● **EXERCISE MATERIALS**:
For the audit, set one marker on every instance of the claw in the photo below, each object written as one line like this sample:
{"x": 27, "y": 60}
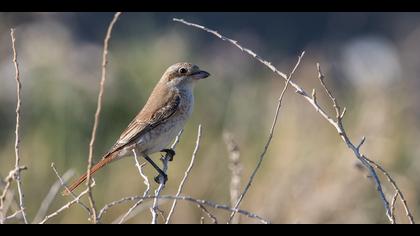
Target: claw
{"x": 157, "y": 178}
{"x": 169, "y": 152}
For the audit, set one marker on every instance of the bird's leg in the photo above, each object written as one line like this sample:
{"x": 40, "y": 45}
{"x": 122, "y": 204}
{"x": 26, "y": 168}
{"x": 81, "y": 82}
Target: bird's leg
{"x": 161, "y": 173}
{"x": 170, "y": 152}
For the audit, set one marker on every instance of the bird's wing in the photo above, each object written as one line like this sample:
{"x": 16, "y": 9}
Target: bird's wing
{"x": 147, "y": 120}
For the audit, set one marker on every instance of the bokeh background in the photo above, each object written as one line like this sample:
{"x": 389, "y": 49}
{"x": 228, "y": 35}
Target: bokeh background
{"x": 371, "y": 61}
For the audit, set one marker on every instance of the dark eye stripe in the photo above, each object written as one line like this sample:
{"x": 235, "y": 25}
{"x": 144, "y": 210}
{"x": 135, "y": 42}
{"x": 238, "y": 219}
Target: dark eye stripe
{"x": 183, "y": 70}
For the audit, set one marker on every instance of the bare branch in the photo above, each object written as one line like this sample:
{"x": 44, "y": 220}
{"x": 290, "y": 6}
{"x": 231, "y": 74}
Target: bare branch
{"x": 185, "y": 198}
{"x": 337, "y": 124}
{"x": 396, "y": 188}
{"x": 63, "y": 184}
{"x": 146, "y": 192}
{"x": 187, "y": 172}
{"x": 394, "y": 200}
{"x": 270, "y": 136}
{"x": 208, "y": 213}
{"x": 97, "y": 114}
{"x": 46, "y": 203}
{"x": 18, "y": 168}
{"x": 12, "y": 216}
{"x": 66, "y": 206}
{"x": 165, "y": 160}
{"x": 236, "y": 170}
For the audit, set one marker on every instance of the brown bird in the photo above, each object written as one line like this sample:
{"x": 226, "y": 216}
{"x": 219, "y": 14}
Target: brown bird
{"x": 161, "y": 119}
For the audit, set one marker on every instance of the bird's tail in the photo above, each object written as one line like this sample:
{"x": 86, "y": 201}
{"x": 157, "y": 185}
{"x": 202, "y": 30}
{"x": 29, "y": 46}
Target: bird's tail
{"x": 106, "y": 160}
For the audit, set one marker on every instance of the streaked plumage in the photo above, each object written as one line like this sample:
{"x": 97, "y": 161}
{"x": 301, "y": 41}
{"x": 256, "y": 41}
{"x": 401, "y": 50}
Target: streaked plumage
{"x": 162, "y": 117}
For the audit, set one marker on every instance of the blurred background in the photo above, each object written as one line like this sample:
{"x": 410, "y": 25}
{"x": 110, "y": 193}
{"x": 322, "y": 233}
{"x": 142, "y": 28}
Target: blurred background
{"x": 371, "y": 61}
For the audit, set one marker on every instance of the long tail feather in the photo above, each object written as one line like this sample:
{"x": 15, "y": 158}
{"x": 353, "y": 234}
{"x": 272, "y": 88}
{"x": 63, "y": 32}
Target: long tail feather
{"x": 107, "y": 159}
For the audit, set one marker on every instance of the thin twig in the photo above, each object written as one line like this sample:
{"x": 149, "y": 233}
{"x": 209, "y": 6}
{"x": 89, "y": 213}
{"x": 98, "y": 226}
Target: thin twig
{"x": 165, "y": 160}
{"x": 396, "y": 188}
{"x": 270, "y": 136}
{"x": 186, "y": 174}
{"x": 236, "y": 170}
{"x": 146, "y": 192}
{"x": 185, "y": 198}
{"x": 66, "y": 206}
{"x": 46, "y": 203}
{"x": 312, "y": 101}
{"x": 338, "y": 124}
{"x": 18, "y": 168}
{"x": 97, "y": 114}
{"x": 63, "y": 184}
{"x": 394, "y": 200}
{"x": 12, "y": 216}
{"x": 208, "y": 213}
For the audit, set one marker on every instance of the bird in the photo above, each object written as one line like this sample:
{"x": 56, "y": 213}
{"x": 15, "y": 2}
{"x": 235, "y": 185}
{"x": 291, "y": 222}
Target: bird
{"x": 159, "y": 121}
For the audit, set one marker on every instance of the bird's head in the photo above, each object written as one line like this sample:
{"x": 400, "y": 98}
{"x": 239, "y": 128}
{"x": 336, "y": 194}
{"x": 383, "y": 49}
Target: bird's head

● **INSTRUCTIONS FOR THE TASK**:
Turn every line of the items above into a Markdown table with the columns Row and Line, numbering the rows in order and skipping blank lines. Leave the pictures out of the table.

● **FINISHED TASK**:
| Row | Line |
|---|---|
| 1 | For the audit, set one marker on every instance of the claw in the photo below, each object written as one line like this sample: |
| 2 | {"x": 27, "y": 60} |
| 3 | Target: claw |
| 4 | {"x": 157, "y": 178} |
| 5 | {"x": 169, "y": 152} |
| 6 | For the audit, set one marker on every instance of the bird's leg in the photo above, each object written as one line like this sample: |
| 7 | {"x": 40, "y": 45} |
| 8 | {"x": 122, "y": 204} |
| 9 | {"x": 26, "y": 168} |
| 10 | {"x": 81, "y": 82} |
| 11 | Target: bird's leg |
| 12 | {"x": 161, "y": 173} |
| 13 | {"x": 170, "y": 152} |
| 14 | For the audit, set one marker on every instance of the bird's wing in the photo above, each object written as one line like this sample: |
| 15 | {"x": 16, "y": 9} |
| 16 | Target: bird's wing |
| 17 | {"x": 147, "y": 120} |
| 18 | For the audit, set one marker on every instance of the bokeh background in the photo above, each object written as one line like this sample: |
| 19 | {"x": 389, "y": 49} |
| 20 | {"x": 228, "y": 35} |
| 21 | Target: bokeh background |
| 22 | {"x": 371, "y": 61} |
| 23 | For the audit, set one marker on every instance of the dark eye stripe in the photo above, each object written as one line like this sample: |
| 24 | {"x": 235, "y": 25} |
| 25 | {"x": 144, "y": 210} |
| 26 | {"x": 135, "y": 42} |
| 27 | {"x": 238, "y": 219} |
| 28 | Target: dark eye stripe |
| 29 | {"x": 183, "y": 70} |
| 30 | For the audit, set one marker on every instance of the bare branch in the photo above, each object written as one line like this sample: |
| 31 | {"x": 44, "y": 220} |
| 32 | {"x": 290, "y": 6} |
| 33 | {"x": 231, "y": 74} |
| 34 | Target: bare branch |
| 35 | {"x": 185, "y": 198} |
| 36 | {"x": 337, "y": 124} |
| 37 | {"x": 396, "y": 188} |
| 38 | {"x": 63, "y": 184} |
| 39 | {"x": 146, "y": 192} |
| 40 | {"x": 187, "y": 172} |
| 41 | {"x": 394, "y": 200} |
| 42 | {"x": 270, "y": 136} |
| 43 | {"x": 208, "y": 213} |
| 44 | {"x": 97, "y": 114} |
| 45 | {"x": 46, "y": 203} |
| 46 | {"x": 18, "y": 168} |
| 47 | {"x": 12, "y": 216} |
| 48 | {"x": 66, "y": 206} |
| 49 | {"x": 165, "y": 160} |
| 50 | {"x": 236, "y": 170} |
| 51 | For the audit, set one marker on every instance of the brown bird in the photo above, each object written as one line like this sample: |
| 52 | {"x": 226, "y": 216} |
| 53 | {"x": 219, "y": 14} |
| 54 | Target: brown bird |
| 55 | {"x": 161, "y": 119} |
| 56 | For the audit, set one marker on every instance of the bird's tail in the photo above, each object written as one line like this sample: |
| 57 | {"x": 86, "y": 201} |
| 58 | {"x": 157, "y": 185} |
| 59 | {"x": 202, "y": 30} |
| 60 | {"x": 29, "y": 46} |
| 61 | Target: bird's tail |
| 62 | {"x": 106, "y": 160} |
| 63 | For the audit, set one marker on every instance of the streaked plumage in the photo above, each object written as one line like this sample: |
| 64 | {"x": 97, "y": 161} |
| 65 | {"x": 301, "y": 41} |
| 66 | {"x": 256, "y": 41} |
| 67 | {"x": 401, "y": 50} |
| 68 | Target: streaked plumage |
| 69 | {"x": 162, "y": 117} |
| 70 | For the audit, set one marker on every instance of the blurred background in the photo above, each object written as one line like this sample: |
| 71 | {"x": 410, "y": 25} |
| 72 | {"x": 110, "y": 193} |
| 73 | {"x": 322, "y": 233} |
| 74 | {"x": 142, "y": 28} |
| 75 | Target: blurred background |
| 76 | {"x": 371, "y": 61} |
| 77 | For the audit, set one marker on every instance of the long tail feather in the photo above, each object written as one line like this sample: |
| 78 | {"x": 15, "y": 158} |
| 79 | {"x": 353, "y": 234} |
| 80 | {"x": 272, "y": 88} |
| 81 | {"x": 63, "y": 32} |
| 82 | Target: long tail feather |
| 83 | {"x": 107, "y": 159} |
| 84 | For the audit, set one marker on every instance of the thin twig in the photo above, each object written as one line like this sample: |
| 85 | {"x": 149, "y": 233} |
| 86 | {"x": 209, "y": 6} |
| 87 | {"x": 89, "y": 213} |
| 88 | {"x": 98, "y": 226} |
| 89 | Target: thin twig |
| 90 | {"x": 165, "y": 160} |
| 91 | {"x": 396, "y": 188} |
| 92 | {"x": 270, "y": 136} |
| 93 | {"x": 186, "y": 174} |
| 94 | {"x": 236, "y": 170} |
| 95 | {"x": 146, "y": 192} |
| 96 | {"x": 185, "y": 198} |
| 97 | {"x": 66, "y": 206} |
| 98 | {"x": 46, "y": 203} |
| 99 | {"x": 312, "y": 101} |
| 100 | {"x": 338, "y": 124} |
| 101 | {"x": 18, "y": 168} |
| 102 | {"x": 97, "y": 114} |
| 103 | {"x": 63, "y": 184} |
| 104 | {"x": 394, "y": 200} |
| 105 | {"x": 12, "y": 216} |
| 106 | {"x": 208, "y": 213} |
| 107 | For the audit, set one marker on every instance of the bird in the photo above, each object written as one line like this sample: |
| 108 | {"x": 56, "y": 213} |
| 109 | {"x": 15, "y": 2} |
| 110 | {"x": 235, "y": 185} |
| 111 | {"x": 291, "y": 222} |
| 112 | Target: bird |
| 113 | {"x": 159, "y": 121} |
| 114 | For the audit, set one marker on every instance of the bird's head in the photo above, each object written as one line like this sample: |
| 115 | {"x": 400, "y": 98} |
| 116 | {"x": 239, "y": 128} |
| 117 | {"x": 336, "y": 194} |
| 118 | {"x": 383, "y": 49} |
| 119 | Target: bird's head |